# start of EXTRACT
Alison: Oh, San Dior 2 is back! So, you know, his Papa, San Dior 1 is, you know, stomping, his hooves in joy.

Jill: And in grade five, gold went to Belgium’s Michele George on Best of 8. Silver went to Netherlands’ Frank Hosmar on Alphaville, and [00:30:00] bronze went to Germany’s Regine Mispelkamp on Highlander Delight’s. I wish I had more time to watch Paralympics. I still have a whole list of stuff I want to watch in the Olympics, but I would like to go back and see more of the Paralympic dressage competition.

Jill: In football, five-a-side, we had more team preliminaries. Oh. So one thing I did find out today is that the women’s game is growing. So perhaps by Paris, we will have a women’s competition as well. They did have their first world championships in 2019. So we know that there are more and more countries participating on the women’s side. So I’m very excited. I’m hopeful that we will see more competition on five-a-side.

Jill: So in the team preliminaries, China defeated France, one to zero. Brazil defeated Japan, four to zero. Thailand defeated Morocco two to zero, and Argentina defeated Spain two to zero.

Jill: So I did see some of the Brazil and Japan game, which again, passionate, passionate, Brazil. Fun to watch. Some of the goals were like Brazil got a goal right through the goalie’s hands. And it was amazing. The one thing that struck me today though, was that, you know in goalball, you hear “quiet please” all the time? And the Brazilian sideline was just yelling up a storm. And I don’t know how these players on a court that’s probably, it’s bigger. I think it’s a little bigger than a goalball court and you’re outdoors. And you have your team yelling at you or your coaches yelling at you, and you have to hear a jingle ball. How do you do it? I I’d love to have a microphone closer to the field of play so we could hear just how loud that ball is because what these athletes can do just is really impressive. To block out all that noise and figure out where the ball is.

Jill: Over in goalball, we [00:32:00] had both men’s and women’s preliminary match-ups . This ends group play. On the women’s side, Brazil defeated Egypt, 11 to one, China beat Canada, four to two, United States, beat Turkey four to three. And in the men’s side, I saw this one Lithuania beat the United States, 13 to three. They won by the mercy rule. So if you have a 10 point lead, the game is over. And this was a rematch of the 2016 gold medal game. So it was telling. Turkey beat Ukraine, one to zero, and China beat Germany eight to three. So our quarter final match-ups on the women’s side, it’s going to be China versus Brazil, USA versus RPC, Turkey versus Australia, and Israel versus Japan.

Jill: On the men’s side, it will be Japan and China, Ukraine and USA, Belgium versus Lithuania and Brazil versus Turkey.

Jill: In power lifting, this was also the close of competition. So if, if you’ve seen any more than the one lift from the first day, let us know. And I know they’re, I do know that world para power lifting has been live tweeting this, but somehow the live tweeting, just, it’s not the same.

Alison: That’s not television coverage. That’s not where you can just sit and watch it like everything else.

Jill: And with the rise of CrossFit over the last 10 years or so, I would think that you’d have more coverage of para power lifting because more people would be interested in it. But what do I know?
# end of EXTRACT
(THE TASKS):
• 1. Answer these questions about the Paralympics transcript:
(a) Which rider won gold in grade five dressage, and on which horse?
(b) In what year was the first women's world championship in five-a-side football held?
(c) What lead ends a goalball game under the mercy rule?
• 2. Recast every line of the listing as a numbered list, omitting any blank lines.
# start of RECORDS SUPPLIED
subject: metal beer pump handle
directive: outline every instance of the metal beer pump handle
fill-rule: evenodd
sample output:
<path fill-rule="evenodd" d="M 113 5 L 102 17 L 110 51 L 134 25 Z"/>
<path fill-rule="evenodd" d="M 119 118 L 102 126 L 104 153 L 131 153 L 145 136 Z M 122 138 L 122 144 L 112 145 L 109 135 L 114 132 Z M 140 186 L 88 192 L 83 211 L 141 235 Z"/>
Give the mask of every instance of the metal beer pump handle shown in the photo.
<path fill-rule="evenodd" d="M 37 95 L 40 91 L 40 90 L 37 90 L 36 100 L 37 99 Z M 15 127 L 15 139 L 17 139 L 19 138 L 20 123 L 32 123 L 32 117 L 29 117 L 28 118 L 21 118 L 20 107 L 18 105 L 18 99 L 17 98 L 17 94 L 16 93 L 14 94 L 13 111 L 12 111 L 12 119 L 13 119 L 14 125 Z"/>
# end of RECORDS SUPPLIED
(EXERCISE SOLUTIONS):
• 1.
(a) Belgium's Michele George won gold on Best of 8.
(b) 2019.
(c) A 10-point lead.

• 2.
1. subject: metal beer pump handle
2. directive: outline every instance of the metal beer pump handle
3. fill-rule: evenodd
4. sample output:
5. <path fill-rule="evenodd" d="M 113 5 L 102 17 L 110 51 L 134 25 Z"/>
6. <path fill-rule="evenodd" d="M 119 118 L 102 126 L 104 153 L 131 153 L 145 136 Z M 122 138 L 122 144 L 112 145 L 109 135 L 114 132 Z M 140 186 L 88 192 L 83 211 L 141 235 Z"/>
7. Give the mask of every instance of the metal beer pump handle shown in the photo.
8. <path fill-rule="evenodd" d="M 37 95 L 40 91 L 40 90 L 37 90 L 36 100 L 37 99 Z M 15 127 L 15 139 L 17 139 L 19 138 L 20 123 L 32 123 L 32 117 L 29 117 L 28 118 L 21 118 L 20 107 L 18 105 L 18 99 L 17 98 L 17 94 L 16 93 L 14 94 L 13 111 L 12 111 L 12 119 L 13 119 L 14 125 Z"/>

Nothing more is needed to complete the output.